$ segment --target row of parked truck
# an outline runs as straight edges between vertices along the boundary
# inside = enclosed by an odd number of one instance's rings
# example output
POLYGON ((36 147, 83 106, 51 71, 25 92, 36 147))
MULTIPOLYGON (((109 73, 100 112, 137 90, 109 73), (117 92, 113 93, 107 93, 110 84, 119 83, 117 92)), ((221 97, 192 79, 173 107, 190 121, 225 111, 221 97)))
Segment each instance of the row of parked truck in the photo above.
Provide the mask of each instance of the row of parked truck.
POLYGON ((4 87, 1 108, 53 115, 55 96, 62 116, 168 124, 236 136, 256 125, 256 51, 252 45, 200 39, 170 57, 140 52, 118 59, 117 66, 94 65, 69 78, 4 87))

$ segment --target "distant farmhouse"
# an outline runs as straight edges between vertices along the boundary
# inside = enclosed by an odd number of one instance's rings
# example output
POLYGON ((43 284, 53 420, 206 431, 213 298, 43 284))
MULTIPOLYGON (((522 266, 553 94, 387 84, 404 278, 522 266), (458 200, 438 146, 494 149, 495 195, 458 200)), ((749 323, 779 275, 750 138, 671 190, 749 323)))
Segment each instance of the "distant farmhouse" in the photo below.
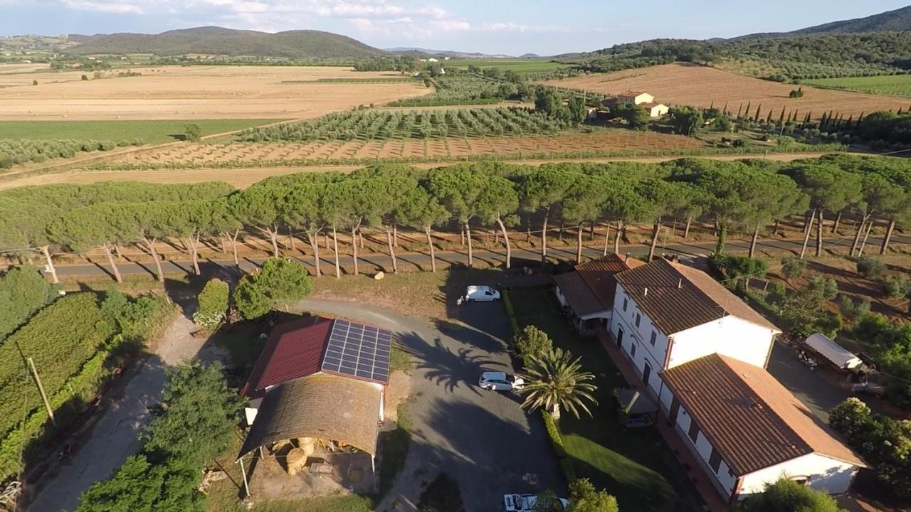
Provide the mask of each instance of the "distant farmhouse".
POLYGON ((656 103, 655 97, 644 91, 625 91, 617 95, 617 97, 609 97, 601 102, 607 108, 614 107, 618 104, 638 105, 649 113, 649 117, 655 118, 668 113, 668 106, 663 103, 656 103))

━━━━

- **What you are asked to do**: Reproduce the data word for word, excluding its pictures.

- **Written answer**:
$ segment --target row of parked truck
# an outline runs as straight edges between vertices along the boundary
# inside = enclosed by an odd number of one instance's rings
# example output
POLYGON ((36 147, 83 106, 51 71, 25 92, 36 147))
MULTIPOLYGON (((109 73, 100 112, 137 90, 109 73), (117 92, 113 93, 107 93, 110 84, 119 83, 117 92)), ((221 97, 192 79, 173 107, 190 121, 225 111, 221 97)))
Segment each instance of the row of parked truck in the photo above.
Provide the mask of each instance of the row of parked truck.
POLYGON ((4 87, 1 108, 53 115, 55 96, 62 116, 168 124, 236 136, 256 125, 256 51, 252 45, 200 39, 170 57, 140 52, 118 59, 117 66, 94 65, 69 78, 4 87))

$ segment --target "distant farmhouse"
# an outline runs as straight edges between vertices along the boundary
# inside = enclosed by an odd number of one instance's rings
# example output
POLYGON ((43 284, 53 420, 206 431, 213 298, 43 284))
MULTIPOLYGON (((522 266, 553 94, 387 84, 404 278, 522 266), (458 200, 438 146, 494 149, 495 195, 458 200)), ((749 323, 779 275, 750 138, 671 190, 749 323)))
Segment each instance of the "distant farmhouse" in the photo below.
Provide the mask of each instance of the "distant farmhouse".
POLYGON ((656 103, 655 97, 644 91, 625 91, 617 95, 617 97, 609 97, 601 102, 607 108, 614 107, 618 104, 638 105, 649 113, 649 117, 655 118, 668 113, 668 106, 663 103, 656 103))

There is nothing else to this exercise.